- [ASSIGNMENT]
Find and copy every line in the records that includes the string "helmet".

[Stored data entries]
---+---
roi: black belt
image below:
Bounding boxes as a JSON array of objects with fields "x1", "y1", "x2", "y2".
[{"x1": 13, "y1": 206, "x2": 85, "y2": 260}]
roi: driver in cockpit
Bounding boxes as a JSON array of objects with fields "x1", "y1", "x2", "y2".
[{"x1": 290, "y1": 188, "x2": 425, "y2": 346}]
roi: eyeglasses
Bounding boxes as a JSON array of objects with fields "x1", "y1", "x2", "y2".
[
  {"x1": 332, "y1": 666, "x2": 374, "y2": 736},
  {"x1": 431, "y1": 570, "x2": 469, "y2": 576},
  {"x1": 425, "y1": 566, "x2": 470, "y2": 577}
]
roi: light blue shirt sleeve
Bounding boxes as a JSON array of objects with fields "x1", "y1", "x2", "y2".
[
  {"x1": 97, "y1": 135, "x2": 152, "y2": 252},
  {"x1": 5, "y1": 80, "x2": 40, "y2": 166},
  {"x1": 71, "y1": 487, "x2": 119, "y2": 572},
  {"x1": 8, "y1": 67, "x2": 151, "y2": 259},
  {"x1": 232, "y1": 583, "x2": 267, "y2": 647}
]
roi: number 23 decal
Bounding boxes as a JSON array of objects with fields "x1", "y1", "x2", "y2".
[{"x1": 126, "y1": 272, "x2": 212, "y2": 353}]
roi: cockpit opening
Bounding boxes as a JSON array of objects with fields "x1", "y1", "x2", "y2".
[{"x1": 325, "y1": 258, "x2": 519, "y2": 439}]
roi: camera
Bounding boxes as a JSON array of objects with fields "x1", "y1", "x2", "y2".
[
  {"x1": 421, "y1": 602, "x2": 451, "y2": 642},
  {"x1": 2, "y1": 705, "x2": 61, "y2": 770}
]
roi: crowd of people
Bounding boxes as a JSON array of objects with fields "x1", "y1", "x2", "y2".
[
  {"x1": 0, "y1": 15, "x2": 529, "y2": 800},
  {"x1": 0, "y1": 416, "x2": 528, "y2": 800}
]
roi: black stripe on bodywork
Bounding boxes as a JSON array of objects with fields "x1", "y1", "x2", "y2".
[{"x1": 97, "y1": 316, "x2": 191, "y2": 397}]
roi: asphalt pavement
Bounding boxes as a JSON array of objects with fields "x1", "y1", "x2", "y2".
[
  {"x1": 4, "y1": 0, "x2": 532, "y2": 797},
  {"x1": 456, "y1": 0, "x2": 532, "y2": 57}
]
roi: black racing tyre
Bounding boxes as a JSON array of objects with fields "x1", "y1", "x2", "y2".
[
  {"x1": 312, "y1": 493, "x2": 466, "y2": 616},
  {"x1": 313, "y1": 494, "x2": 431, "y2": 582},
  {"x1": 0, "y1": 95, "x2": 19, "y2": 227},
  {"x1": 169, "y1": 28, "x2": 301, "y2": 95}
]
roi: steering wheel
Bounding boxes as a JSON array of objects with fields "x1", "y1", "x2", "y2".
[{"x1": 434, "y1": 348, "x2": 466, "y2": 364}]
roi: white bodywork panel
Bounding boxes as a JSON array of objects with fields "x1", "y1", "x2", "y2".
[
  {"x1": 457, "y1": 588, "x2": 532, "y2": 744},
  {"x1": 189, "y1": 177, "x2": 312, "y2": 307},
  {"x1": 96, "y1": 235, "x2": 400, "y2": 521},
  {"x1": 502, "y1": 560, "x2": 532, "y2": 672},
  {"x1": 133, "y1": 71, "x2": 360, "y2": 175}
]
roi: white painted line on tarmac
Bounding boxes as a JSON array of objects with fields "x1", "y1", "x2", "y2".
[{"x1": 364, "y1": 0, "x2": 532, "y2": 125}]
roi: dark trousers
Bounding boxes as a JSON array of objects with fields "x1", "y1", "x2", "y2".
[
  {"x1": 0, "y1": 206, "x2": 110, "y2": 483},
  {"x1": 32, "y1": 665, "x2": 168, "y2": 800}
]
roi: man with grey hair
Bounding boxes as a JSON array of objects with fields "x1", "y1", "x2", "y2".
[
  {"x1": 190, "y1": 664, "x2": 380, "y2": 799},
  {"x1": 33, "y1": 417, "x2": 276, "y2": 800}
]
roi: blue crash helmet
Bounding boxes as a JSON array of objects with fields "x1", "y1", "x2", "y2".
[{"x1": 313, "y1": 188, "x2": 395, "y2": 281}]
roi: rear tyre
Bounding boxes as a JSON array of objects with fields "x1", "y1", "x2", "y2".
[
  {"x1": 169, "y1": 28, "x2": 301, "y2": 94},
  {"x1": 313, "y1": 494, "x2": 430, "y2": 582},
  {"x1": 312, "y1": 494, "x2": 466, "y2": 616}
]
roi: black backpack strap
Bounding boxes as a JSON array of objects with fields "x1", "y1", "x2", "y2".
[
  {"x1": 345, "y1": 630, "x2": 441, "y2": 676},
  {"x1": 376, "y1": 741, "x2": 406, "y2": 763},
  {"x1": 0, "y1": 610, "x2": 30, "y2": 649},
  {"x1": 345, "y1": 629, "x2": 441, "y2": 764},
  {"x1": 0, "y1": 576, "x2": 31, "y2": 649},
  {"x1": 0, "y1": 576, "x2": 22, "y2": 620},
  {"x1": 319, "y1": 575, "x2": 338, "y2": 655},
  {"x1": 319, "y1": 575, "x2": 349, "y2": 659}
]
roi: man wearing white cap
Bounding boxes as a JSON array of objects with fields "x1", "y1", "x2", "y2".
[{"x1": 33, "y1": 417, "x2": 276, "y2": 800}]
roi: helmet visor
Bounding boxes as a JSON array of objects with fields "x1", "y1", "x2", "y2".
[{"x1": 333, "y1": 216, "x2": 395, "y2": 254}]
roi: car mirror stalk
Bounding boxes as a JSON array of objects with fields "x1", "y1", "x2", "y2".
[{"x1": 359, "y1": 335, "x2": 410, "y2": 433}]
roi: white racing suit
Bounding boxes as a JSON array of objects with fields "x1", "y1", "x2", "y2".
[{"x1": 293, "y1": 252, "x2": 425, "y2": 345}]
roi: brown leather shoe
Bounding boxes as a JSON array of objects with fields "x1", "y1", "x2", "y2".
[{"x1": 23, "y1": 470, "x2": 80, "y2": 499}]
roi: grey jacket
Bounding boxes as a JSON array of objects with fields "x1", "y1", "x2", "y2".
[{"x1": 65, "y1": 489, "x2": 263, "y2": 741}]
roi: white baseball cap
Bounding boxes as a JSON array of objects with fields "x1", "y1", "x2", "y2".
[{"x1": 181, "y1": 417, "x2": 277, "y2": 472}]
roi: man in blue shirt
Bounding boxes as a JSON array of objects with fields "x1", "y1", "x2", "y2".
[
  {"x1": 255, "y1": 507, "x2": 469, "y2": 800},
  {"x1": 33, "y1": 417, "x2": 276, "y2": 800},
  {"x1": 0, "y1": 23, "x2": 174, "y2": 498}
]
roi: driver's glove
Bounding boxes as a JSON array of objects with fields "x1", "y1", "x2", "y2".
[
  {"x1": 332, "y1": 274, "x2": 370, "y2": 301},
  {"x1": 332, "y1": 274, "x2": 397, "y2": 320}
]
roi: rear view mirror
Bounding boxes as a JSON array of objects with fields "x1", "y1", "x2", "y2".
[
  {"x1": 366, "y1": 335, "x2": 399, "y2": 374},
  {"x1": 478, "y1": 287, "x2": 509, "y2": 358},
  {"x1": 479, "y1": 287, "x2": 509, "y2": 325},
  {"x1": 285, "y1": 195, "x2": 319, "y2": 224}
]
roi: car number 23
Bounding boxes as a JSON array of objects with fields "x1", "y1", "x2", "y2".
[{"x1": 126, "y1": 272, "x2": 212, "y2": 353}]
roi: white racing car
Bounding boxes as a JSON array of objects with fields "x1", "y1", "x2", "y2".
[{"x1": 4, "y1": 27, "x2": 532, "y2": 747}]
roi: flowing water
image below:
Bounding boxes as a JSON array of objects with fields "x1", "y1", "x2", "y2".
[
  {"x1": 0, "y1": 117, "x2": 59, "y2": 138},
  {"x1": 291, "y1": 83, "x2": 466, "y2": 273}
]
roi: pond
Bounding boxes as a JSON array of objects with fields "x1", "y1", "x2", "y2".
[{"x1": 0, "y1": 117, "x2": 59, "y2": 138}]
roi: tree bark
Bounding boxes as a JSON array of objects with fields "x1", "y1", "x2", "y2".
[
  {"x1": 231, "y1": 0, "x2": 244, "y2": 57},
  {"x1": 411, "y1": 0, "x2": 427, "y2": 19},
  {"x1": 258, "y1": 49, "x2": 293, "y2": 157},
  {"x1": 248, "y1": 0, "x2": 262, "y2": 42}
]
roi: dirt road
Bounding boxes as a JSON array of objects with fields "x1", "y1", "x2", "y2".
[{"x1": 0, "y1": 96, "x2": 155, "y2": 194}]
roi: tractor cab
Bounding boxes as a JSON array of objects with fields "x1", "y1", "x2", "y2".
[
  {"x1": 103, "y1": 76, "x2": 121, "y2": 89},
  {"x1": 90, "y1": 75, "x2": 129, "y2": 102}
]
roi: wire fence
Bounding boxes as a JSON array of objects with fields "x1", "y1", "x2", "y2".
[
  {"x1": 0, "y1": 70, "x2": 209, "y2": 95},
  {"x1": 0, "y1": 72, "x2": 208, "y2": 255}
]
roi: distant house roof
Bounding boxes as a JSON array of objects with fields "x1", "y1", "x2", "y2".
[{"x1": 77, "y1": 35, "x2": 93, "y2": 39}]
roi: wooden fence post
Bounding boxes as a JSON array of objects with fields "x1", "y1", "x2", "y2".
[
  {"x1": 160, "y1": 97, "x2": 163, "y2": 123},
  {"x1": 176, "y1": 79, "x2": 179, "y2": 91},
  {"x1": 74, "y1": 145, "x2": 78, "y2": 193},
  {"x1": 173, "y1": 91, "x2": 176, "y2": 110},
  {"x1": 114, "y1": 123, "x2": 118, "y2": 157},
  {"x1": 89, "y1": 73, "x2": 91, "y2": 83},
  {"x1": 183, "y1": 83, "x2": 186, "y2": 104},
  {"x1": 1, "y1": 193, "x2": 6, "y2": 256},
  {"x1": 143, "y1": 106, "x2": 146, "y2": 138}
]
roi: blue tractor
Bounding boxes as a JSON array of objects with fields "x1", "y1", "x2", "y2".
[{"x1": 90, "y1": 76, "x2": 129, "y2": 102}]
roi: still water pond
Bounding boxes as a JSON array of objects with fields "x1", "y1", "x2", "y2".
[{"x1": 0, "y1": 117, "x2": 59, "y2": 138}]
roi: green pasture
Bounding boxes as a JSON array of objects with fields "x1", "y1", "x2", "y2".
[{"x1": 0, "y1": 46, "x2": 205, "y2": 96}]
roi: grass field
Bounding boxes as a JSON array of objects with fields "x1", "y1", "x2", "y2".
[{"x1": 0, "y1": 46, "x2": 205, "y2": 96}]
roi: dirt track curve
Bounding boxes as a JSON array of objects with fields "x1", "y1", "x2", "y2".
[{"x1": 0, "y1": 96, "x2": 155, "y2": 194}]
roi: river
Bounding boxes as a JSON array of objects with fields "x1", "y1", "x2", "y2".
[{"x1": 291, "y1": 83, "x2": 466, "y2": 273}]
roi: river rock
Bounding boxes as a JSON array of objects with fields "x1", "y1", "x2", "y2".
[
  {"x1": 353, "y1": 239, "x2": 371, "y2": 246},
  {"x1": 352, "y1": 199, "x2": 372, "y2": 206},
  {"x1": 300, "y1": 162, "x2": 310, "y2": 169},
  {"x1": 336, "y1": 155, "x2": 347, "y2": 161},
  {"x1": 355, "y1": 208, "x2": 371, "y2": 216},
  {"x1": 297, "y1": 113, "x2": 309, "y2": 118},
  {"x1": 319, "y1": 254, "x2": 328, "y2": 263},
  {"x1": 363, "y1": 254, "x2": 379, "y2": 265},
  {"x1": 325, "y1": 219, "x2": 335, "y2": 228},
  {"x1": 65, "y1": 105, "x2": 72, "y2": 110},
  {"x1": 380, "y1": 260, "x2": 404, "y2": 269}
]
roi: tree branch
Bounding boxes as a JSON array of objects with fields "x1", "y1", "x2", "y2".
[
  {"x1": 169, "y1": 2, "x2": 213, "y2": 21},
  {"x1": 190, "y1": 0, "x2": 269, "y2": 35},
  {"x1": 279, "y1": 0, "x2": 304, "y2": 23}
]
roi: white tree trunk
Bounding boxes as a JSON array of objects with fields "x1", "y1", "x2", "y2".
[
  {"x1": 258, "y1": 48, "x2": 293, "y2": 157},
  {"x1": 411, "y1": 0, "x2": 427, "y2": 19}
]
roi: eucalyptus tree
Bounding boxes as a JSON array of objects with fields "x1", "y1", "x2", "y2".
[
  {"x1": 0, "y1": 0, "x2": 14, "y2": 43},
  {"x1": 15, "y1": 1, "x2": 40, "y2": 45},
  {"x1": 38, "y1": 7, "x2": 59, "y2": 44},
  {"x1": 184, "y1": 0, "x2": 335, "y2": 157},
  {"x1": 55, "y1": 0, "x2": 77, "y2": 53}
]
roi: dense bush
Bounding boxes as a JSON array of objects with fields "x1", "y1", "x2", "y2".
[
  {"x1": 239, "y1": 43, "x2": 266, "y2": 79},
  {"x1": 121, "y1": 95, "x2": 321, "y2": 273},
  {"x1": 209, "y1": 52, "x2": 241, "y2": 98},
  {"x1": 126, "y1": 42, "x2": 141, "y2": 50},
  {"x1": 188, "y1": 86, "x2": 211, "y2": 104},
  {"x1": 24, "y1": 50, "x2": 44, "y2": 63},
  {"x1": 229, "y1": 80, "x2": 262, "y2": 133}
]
---+---
- [WRITTEN RESPONSE]
roi: blue crash helmet
roi: helmet visor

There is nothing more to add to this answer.